### EXERCISE DESCRIPTION:
From the post about Apex agent actions, return word for word the stretch from "I lost real" through "symptom. Here’s both.".

### SOURCE EXTRACT:
+++

You build a custom Apex agent action. You deploy it. You wire it into your agent. Everything looks right. Then you open the planner, and it cheerfully reports Actions: 0 — as if your action doesn’t exist. The agent never calls it, and there’s no error to chase.
I lost real hours to this one. The fix turned out to be simple, but the reason it happens is the kind of thing that’s almost impossible to guess from the symptom. Here’s both.
The symptom
You have an Apex class annotated as an invocable action, intended to be used as an Agentforce action. From the agent builder, the action either doesn’t appear in the list at all, or it appears but the planner counts zero usable actions when it runs. Your prompts that should trigger it just… don’t.
Crucially: there’s no deployment error. The metadata deployed “successfully.” That success is what sends you down the wrong path — you assume the problem is your prompt, your instructions, or the planner’s reasoning, when it’s none of those.
What’s actually wrong
An Agentforce action isn’t just your Apex class. It’s backed by a GenAiFunction — the metadata record that describes the action to the planner: its name, its inputs and outputs, and the schema the LLM uses to decide whether and how to call it.
When you deploy the Apex action via metadata, it’s easy to end up in a state where:
- The Apex class exists.
- The action is referenced in the UI.
- But the
GenAiFunctionschema is missing or incomplete, so the planner has nothing describing the action it can actually reason over.

+++

Records from a collection
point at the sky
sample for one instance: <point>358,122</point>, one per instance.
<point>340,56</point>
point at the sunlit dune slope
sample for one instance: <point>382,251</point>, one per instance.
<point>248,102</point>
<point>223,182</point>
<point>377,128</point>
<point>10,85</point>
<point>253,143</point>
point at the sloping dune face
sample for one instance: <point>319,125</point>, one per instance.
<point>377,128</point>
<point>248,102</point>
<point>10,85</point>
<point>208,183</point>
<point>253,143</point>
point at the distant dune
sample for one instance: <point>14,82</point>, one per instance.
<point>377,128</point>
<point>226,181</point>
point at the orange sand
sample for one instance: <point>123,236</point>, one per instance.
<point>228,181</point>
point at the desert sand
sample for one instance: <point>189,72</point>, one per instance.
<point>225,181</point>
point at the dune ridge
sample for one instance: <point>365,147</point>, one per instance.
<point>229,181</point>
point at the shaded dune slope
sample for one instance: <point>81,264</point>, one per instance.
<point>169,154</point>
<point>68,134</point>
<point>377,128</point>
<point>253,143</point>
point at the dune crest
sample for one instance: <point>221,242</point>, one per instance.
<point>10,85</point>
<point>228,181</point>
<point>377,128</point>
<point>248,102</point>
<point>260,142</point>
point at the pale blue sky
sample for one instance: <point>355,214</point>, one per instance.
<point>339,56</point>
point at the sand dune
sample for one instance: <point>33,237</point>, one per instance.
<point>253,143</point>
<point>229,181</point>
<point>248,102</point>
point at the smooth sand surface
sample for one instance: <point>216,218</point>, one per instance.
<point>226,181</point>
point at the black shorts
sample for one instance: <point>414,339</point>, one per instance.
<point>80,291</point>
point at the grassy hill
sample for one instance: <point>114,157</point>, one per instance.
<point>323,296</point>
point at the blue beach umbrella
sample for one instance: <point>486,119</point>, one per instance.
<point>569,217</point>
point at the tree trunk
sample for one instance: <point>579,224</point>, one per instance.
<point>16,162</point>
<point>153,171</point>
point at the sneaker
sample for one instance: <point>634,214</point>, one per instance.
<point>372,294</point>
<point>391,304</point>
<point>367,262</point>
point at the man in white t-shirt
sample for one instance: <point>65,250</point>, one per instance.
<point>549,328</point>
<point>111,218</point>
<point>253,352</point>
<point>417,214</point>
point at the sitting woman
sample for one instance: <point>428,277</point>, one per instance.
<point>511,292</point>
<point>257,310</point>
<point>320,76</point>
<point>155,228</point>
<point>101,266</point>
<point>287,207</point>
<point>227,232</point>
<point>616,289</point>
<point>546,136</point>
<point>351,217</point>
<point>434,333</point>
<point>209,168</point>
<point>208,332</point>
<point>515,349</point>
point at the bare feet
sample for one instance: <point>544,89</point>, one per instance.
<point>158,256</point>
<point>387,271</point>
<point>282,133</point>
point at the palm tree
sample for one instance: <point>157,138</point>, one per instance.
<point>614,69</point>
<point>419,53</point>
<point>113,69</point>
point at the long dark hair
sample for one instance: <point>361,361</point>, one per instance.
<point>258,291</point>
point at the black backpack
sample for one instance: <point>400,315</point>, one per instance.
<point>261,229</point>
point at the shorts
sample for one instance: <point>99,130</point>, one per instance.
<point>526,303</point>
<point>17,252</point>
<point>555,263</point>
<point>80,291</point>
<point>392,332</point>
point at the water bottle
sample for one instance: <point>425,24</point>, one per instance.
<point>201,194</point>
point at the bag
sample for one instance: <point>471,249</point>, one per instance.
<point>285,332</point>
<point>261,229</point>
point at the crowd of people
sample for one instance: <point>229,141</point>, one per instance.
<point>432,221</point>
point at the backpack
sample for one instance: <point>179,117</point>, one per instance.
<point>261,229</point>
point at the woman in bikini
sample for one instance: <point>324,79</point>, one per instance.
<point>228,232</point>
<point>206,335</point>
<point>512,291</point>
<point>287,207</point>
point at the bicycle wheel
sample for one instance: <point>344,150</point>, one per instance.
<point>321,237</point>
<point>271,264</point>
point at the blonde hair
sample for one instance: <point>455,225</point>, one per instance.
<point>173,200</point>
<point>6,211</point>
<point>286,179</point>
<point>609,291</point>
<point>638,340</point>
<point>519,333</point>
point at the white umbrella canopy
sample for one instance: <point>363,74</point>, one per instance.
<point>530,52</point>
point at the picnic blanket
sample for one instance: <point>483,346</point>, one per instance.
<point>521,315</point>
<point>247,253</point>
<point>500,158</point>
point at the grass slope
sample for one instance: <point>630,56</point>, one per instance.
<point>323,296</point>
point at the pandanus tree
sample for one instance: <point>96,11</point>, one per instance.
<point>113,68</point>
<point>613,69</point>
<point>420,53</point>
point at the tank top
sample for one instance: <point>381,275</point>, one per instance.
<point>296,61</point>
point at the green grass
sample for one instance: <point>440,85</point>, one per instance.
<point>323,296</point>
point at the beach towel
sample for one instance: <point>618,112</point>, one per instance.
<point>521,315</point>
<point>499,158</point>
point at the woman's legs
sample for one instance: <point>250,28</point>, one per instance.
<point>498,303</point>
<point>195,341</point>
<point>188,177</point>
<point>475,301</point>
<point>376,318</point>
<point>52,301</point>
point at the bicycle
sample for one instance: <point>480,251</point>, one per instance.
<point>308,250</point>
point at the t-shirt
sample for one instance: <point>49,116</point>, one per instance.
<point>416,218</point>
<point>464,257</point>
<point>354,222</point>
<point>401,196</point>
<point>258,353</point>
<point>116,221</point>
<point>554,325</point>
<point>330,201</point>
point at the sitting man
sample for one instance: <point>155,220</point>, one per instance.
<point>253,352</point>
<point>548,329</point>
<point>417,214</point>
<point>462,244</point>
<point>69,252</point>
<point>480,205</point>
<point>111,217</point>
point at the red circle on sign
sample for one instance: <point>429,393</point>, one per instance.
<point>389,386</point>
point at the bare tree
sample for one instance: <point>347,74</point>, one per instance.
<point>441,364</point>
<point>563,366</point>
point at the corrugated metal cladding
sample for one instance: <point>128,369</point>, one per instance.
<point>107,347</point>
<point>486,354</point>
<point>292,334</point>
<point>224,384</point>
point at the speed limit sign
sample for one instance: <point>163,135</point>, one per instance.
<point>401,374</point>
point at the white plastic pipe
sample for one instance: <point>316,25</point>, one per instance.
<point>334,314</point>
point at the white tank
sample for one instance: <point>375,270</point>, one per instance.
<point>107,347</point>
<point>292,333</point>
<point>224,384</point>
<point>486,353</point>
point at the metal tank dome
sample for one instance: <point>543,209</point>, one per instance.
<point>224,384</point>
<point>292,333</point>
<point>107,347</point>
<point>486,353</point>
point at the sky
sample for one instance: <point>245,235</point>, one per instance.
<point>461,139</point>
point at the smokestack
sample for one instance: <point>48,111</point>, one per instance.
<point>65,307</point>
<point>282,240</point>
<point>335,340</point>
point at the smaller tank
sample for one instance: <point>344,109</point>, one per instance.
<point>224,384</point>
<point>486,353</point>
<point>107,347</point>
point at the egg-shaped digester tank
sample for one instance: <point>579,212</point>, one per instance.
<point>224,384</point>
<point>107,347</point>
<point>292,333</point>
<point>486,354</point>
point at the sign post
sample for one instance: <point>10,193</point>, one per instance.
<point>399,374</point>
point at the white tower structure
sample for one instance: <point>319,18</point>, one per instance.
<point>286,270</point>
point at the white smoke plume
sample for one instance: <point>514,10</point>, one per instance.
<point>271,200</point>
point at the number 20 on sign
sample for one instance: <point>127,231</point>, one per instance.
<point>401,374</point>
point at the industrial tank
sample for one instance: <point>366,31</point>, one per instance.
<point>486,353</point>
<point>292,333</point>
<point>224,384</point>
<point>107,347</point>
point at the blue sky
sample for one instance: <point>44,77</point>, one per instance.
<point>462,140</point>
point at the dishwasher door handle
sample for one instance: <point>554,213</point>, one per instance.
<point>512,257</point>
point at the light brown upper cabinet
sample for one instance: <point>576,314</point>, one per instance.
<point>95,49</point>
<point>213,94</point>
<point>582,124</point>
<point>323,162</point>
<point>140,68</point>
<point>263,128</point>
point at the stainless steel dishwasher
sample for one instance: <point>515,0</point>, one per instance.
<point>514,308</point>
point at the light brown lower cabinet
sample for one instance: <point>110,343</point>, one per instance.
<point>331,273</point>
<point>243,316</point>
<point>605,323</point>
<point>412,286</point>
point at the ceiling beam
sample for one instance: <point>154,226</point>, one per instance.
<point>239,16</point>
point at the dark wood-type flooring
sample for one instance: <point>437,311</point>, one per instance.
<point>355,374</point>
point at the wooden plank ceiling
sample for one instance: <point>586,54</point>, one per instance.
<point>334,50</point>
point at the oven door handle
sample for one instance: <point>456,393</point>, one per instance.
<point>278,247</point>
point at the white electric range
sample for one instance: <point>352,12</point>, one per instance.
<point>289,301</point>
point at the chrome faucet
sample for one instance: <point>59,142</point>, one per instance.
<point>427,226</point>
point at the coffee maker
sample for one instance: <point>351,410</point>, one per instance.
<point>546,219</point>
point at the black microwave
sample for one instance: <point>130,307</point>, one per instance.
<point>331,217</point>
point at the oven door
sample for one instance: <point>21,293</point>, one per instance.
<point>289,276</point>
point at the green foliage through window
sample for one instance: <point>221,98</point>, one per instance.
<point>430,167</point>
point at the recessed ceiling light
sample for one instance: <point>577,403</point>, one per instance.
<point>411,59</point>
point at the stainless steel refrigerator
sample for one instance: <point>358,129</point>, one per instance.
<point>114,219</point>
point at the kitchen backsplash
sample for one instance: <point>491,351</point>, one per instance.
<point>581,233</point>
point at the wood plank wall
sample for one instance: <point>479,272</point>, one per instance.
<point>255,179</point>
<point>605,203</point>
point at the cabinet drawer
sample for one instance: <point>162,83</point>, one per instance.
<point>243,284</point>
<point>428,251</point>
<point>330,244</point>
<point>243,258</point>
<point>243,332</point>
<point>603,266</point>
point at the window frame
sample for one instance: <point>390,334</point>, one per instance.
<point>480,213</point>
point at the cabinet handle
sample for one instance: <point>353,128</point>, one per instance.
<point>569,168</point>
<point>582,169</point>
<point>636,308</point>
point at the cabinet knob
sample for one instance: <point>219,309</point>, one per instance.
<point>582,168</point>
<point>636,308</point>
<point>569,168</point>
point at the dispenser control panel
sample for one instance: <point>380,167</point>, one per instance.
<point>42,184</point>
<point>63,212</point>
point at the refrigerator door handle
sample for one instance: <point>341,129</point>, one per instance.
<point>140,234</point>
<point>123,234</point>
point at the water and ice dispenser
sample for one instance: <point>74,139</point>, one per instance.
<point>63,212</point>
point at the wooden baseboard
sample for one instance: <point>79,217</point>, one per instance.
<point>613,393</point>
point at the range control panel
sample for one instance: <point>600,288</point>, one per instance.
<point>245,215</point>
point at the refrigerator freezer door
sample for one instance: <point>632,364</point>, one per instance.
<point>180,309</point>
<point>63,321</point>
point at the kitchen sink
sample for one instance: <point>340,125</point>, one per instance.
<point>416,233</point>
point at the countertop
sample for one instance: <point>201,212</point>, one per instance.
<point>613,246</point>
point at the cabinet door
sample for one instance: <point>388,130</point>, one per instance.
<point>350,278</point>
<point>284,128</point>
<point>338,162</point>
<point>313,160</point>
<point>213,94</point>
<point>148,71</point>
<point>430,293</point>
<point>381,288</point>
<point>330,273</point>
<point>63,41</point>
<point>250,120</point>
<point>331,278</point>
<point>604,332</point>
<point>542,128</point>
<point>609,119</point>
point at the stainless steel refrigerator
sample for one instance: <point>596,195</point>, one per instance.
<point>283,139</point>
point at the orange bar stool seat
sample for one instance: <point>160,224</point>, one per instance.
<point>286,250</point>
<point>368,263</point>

+++

### WRITTEN REPLY:
I lost real hours to this one. The fix turned out to be simple, but the reason it happens is the kind of thing that’s almost impossible to guess from the symptom. Here’s both.